Given instruction => Word for word, give the material below again, minus any images.

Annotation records
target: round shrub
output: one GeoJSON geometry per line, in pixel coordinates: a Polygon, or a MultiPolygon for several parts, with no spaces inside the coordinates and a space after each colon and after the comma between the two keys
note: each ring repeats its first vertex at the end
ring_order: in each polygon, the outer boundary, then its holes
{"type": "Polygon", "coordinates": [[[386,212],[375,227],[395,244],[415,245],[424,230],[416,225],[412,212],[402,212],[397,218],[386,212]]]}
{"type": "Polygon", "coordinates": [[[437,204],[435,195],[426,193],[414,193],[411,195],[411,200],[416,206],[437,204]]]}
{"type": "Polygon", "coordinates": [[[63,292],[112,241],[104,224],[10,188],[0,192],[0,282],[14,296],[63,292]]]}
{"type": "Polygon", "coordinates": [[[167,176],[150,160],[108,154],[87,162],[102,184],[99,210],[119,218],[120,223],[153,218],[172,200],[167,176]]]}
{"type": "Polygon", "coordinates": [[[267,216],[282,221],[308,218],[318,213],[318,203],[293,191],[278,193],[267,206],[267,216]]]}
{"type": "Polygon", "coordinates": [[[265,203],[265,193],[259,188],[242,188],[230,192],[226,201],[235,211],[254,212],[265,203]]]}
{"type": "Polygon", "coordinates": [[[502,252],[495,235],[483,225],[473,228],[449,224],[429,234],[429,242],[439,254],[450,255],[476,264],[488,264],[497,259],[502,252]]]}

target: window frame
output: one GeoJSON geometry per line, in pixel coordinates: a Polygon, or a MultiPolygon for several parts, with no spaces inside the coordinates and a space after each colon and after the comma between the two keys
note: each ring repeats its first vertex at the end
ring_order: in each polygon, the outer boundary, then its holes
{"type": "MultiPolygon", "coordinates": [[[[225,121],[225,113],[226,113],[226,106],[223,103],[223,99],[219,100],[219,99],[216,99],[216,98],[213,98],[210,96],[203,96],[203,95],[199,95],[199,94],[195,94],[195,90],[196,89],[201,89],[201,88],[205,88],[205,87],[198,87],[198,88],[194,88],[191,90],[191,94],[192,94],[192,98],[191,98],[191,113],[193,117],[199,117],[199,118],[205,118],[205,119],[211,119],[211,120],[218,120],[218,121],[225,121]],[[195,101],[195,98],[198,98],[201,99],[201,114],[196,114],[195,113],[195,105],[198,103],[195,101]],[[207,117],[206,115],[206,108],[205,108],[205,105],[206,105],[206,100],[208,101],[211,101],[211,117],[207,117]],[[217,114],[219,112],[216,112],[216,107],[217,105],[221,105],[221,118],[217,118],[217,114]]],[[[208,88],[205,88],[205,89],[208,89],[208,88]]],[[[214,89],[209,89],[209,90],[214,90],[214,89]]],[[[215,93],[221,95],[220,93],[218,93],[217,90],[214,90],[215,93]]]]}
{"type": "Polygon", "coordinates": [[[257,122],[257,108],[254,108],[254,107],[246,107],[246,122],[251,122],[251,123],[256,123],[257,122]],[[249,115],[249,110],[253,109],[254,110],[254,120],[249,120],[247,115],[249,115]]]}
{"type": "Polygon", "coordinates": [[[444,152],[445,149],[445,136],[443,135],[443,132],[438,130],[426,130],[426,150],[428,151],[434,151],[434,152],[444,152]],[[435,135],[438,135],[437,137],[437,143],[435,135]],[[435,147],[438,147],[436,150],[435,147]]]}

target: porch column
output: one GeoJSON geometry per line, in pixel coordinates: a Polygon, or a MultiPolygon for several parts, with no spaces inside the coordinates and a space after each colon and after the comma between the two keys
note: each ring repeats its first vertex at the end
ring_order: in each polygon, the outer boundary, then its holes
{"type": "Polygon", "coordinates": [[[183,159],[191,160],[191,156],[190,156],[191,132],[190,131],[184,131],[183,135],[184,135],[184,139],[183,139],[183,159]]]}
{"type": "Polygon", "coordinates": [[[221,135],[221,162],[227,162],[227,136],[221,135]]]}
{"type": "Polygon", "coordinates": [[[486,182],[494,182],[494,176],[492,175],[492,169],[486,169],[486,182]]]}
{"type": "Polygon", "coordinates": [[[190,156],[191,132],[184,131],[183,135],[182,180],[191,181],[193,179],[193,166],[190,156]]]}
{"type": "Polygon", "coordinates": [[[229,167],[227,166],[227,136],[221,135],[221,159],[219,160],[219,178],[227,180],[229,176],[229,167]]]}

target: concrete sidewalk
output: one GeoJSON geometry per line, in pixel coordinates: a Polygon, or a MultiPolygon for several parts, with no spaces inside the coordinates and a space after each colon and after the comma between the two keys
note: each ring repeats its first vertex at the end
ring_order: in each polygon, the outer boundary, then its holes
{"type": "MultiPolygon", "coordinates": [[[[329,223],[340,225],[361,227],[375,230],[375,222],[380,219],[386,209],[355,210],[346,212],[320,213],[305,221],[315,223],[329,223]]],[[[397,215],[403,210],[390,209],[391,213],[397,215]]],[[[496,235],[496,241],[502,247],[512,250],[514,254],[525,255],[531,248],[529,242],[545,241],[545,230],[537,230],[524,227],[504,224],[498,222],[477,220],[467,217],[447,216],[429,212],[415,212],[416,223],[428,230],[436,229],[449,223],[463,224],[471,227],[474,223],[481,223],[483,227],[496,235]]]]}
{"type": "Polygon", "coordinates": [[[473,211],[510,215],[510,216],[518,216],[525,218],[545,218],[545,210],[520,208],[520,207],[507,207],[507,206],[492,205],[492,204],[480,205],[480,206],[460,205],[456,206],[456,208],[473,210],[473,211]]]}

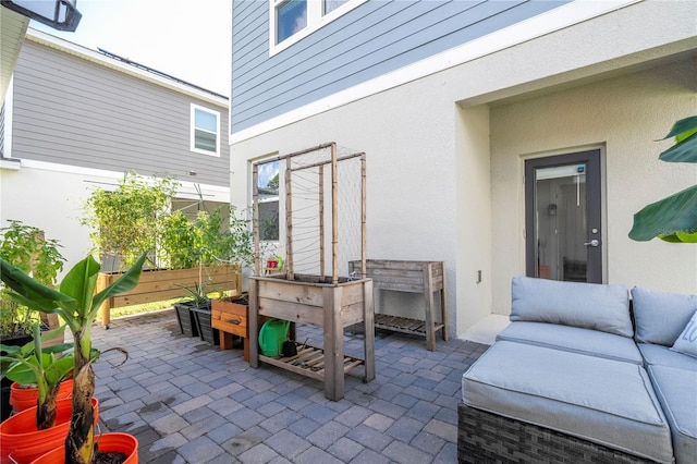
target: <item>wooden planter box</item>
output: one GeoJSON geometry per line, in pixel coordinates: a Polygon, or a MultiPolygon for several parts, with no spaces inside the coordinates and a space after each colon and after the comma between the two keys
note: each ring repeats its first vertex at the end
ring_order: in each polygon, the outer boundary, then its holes
{"type": "Polygon", "coordinates": [[[237,335],[244,340],[244,361],[249,361],[249,305],[242,302],[241,300],[213,300],[210,317],[213,329],[218,330],[220,349],[232,349],[233,335],[237,335]]]}
{"type": "MultiPolygon", "coordinates": [[[[102,291],[119,277],[121,277],[121,272],[99,272],[96,291],[102,291]]],[[[242,272],[237,265],[144,270],[135,289],[105,301],[101,305],[101,325],[109,328],[111,308],[186,296],[188,292],[179,285],[193,288],[196,283],[205,284],[206,290],[211,292],[220,290],[240,293],[242,289],[242,272]]]]}
{"type": "MultiPolygon", "coordinates": [[[[360,274],[360,261],[350,261],[348,271],[360,274]]],[[[439,330],[443,340],[448,341],[448,307],[445,305],[448,296],[443,261],[368,259],[366,277],[372,279],[376,291],[391,290],[424,295],[423,319],[376,314],[376,328],[426,337],[428,351],[436,351],[436,332],[439,330]],[[436,292],[440,293],[440,320],[436,317],[433,302],[436,292]]]]}
{"type": "Polygon", "coordinates": [[[375,329],[372,326],[372,281],[362,279],[337,284],[321,283],[317,277],[295,274],[252,277],[249,295],[249,365],[271,364],[325,382],[325,396],[339,401],[344,396],[344,374],[365,367],[364,381],[375,379],[375,329]],[[297,355],[268,357],[259,354],[259,318],[276,317],[323,329],[323,346],[299,344],[297,355]],[[344,354],[344,328],[366,325],[364,358],[344,354]]]}

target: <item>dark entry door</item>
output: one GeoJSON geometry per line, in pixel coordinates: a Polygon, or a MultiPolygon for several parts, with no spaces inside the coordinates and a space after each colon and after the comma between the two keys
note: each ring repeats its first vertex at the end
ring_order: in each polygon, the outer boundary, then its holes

Solution to the exercise =>
target: round shrub
output: one GeoJSON geometry per line, in pixel coordinates: a Polygon, or a MultiPolygon for several parts, with no spaces inside the coordinates and a space after each colon and after the comma between the two keys
note: each ring repeats its first vertex at the end
ring_order: in each polygon, the outer boundary, then its holes
{"type": "Polygon", "coordinates": [[[386,212],[375,227],[395,244],[415,245],[424,230],[416,225],[412,212],[402,212],[397,218],[386,212]]]}
{"type": "Polygon", "coordinates": [[[437,204],[435,195],[426,193],[414,193],[411,195],[411,200],[416,206],[437,204]]]}
{"type": "Polygon", "coordinates": [[[63,292],[112,241],[104,224],[10,188],[0,192],[0,282],[14,296],[63,292]]]}
{"type": "Polygon", "coordinates": [[[167,176],[150,160],[108,154],[87,162],[102,184],[99,210],[119,218],[120,223],[153,218],[172,200],[167,176]]]}
{"type": "Polygon", "coordinates": [[[267,216],[282,221],[308,218],[318,213],[318,203],[293,191],[278,193],[267,206],[267,216]]]}
{"type": "Polygon", "coordinates": [[[265,203],[265,193],[259,188],[242,188],[230,192],[226,201],[235,211],[254,212],[265,203]]]}
{"type": "Polygon", "coordinates": [[[502,252],[495,235],[483,225],[473,228],[449,224],[429,234],[429,242],[439,254],[450,255],[476,264],[488,264],[497,259],[502,252]]]}

target: window frame
output: one GeoJSON geometry per line, in pixel coordinates: a Polygon, or a MultiPolygon for several parts, with no spaces inside the coordinates and a space after each colon and after the comma between the two keys
note: each ring repeats its first vertex at the end
ring_order: in each polygon, the outer boundary, then its holes
{"type": "MultiPolygon", "coordinates": [[[[225,121],[225,113],[226,113],[226,106],[223,103],[223,99],[219,100],[219,99],[216,99],[216,98],[213,98],[210,96],[203,96],[203,95],[199,95],[199,94],[195,94],[195,90],[196,89],[201,89],[201,88],[205,88],[205,87],[198,87],[198,88],[194,88],[191,90],[191,94],[192,94],[192,98],[191,98],[191,113],[193,117],[199,117],[199,118],[205,118],[205,119],[211,119],[211,120],[218,120],[218,121],[225,121]],[[195,101],[195,98],[198,98],[201,99],[201,114],[196,114],[195,113],[195,105],[198,103],[195,101]],[[207,117],[206,115],[206,108],[205,108],[205,105],[206,105],[206,100],[208,101],[211,101],[211,117],[207,117]],[[217,114],[219,112],[216,112],[216,107],[217,105],[221,105],[221,118],[217,118],[217,114]]],[[[208,88],[205,88],[205,89],[208,89],[208,88]]],[[[214,89],[209,89],[209,90],[214,90],[214,89]]],[[[215,93],[221,95],[220,93],[218,93],[217,90],[214,90],[215,93]]]]}
{"type": "Polygon", "coordinates": [[[257,122],[257,108],[254,108],[254,107],[246,107],[246,122],[251,122],[251,123],[256,123],[257,122]],[[249,115],[249,110],[253,109],[254,110],[254,120],[249,120],[247,115],[249,115]]]}
{"type": "Polygon", "coordinates": [[[444,152],[445,149],[445,136],[443,135],[443,132],[438,130],[426,130],[426,150],[428,151],[434,151],[434,152],[444,152]],[[435,135],[438,135],[437,137],[437,143],[435,135]],[[435,147],[438,147],[436,150],[435,147]]]}

target: porch column
output: one GeoJSON geometry per line, in pixel coordinates: a Polygon, or a MultiPolygon for several parts, with no spaces inside the coordinates and a space after each colon and after the comma between the two keys
note: each ring repeats its first vertex at the end
ring_order: in each polygon, the outer boundary, then its holes
{"type": "Polygon", "coordinates": [[[183,159],[191,160],[191,156],[190,156],[191,132],[190,131],[184,131],[183,135],[184,135],[184,139],[183,139],[183,159]]]}
{"type": "Polygon", "coordinates": [[[221,135],[221,162],[227,162],[227,136],[221,135]]]}
{"type": "Polygon", "coordinates": [[[486,182],[494,182],[494,176],[492,175],[492,169],[486,169],[486,182]]]}
{"type": "Polygon", "coordinates": [[[190,156],[191,132],[184,131],[183,135],[182,180],[191,181],[193,179],[193,166],[190,156]]]}
{"type": "Polygon", "coordinates": [[[229,167],[227,166],[227,136],[221,135],[221,159],[219,160],[219,178],[227,180],[229,176],[229,167]]]}

target: concrete sidewalk
output: one GeoJSON geometry per line, in pixel coordinates: a Polygon, or a MultiPolygon for several parts, with no spaces inside the coordinates and a space after each colon and after the comma between the two keys
note: each ring repeats its first vertex at the end
ring_order: in each polygon, the outer boundary, then its holes
{"type": "MultiPolygon", "coordinates": [[[[329,223],[340,225],[361,227],[375,230],[375,222],[380,219],[386,209],[355,210],[346,212],[320,213],[305,221],[315,223],[329,223]]],[[[397,215],[403,210],[390,209],[391,213],[397,215]]],[[[496,235],[496,241],[502,247],[512,250],[514,254],[525,255],[531,248],[529,242],[545,241],[545,230],[537,230],[524,227],[504,224],[498,222],[477,220],[467,217],[447,216],[429,212],[415,212],[416,223],[428,230],[436,229],[449,223],[463,224],[471,227],[474,223],[481,223],[483,227],[496,235]]]]}
{"type": "Polygon", "coordinates": [[[473,211],[510,215],[510,216],[518,216],[525,218],[545,218],[545,210],[520,208],[520,207],[507,207],[507,206],[492,205],[492,204],[480,205],[480,206],[460,205],[456,206],[456,208],[473,210],[473,211]]]}

target: <item>wooden planter box</item>
output: one GeoJSON geometry per line, in pixel coordinates: a Polygon, or a MultiPolygon for several parts, with no spaces inside the coordinates and a space after each colon and after the comma between the two keys
note: each ring repeats its first vertex at the end
ring_order: in each polygon, the outer boundary, then its holes
{"type": "Polygon", "coordinates": [[[237,335],[244,340],[244,361],[249,361],[249,305],[242,302],[241,300],[213,300],[210,317],[213,329],[218,330],[220,349],[232,349],[233,335],[237,335]]]}
{"type": "MultiPolygon", "coordinates": [[[[102,291],[119,277],[121,277],[121,272],[99,272],[96,291],[102,291]]],[[[242,272],[237,265],[144,270],[135,289],[105,301],[101,305],[101,325],[109,328],[111,308],[186,296],[188,292],[179,285],[193,288],[196,283],[205,284],[206,290],[211,292],[220,290],[240,293],[242,289],[242,272]]]]}
{"type": "MultiPolygon", "coordinates": [[[[360,274],[360,261],[350,261],[348,271],[360,274]]],[[[439,330],[443,340],[448,341],[448,307],[445,305],[448,296],[443,261],[368,259],[366,277],[372,279],[376,291],[391,290],[424,295],[423,319],[376,314],[376,328],[426,337],[428,351],[436,351],[436,332],[439,330]],[[436,292],[440,293],[440,320],[436,317],[433,302],[436,292]]]]}
{"type": "Polygon", "coordinates": [[[375,329],[372,326],[372,281],[362,279],[337,284],[321,283],[317,277],[295,274],[252,277],[249,295],[249,365],[271,364],[325,382],[325,396],[339,401],[344,396],[344,374],[365,367],[364,381],[375,379],[375,329]],[[297,355],[268,357],[259,354],[259,318],[276,317],[323,329],[323,346],[299,344],[297,355]],[[344,354],[344,328],[366,325],[364,358],[344,354]]]}

target: <item>dark entry door</item>
output: one GeoJSON geometry per line, in pixel coordinates: a Polygon, or a MultiPolygon for several parts, with no spaces inside the coordinates and a space after each colon and after the comma between the two keys
note: each ring repeats its first vertex at the end
ring_order: in each polygon, the outer boundary, then its holes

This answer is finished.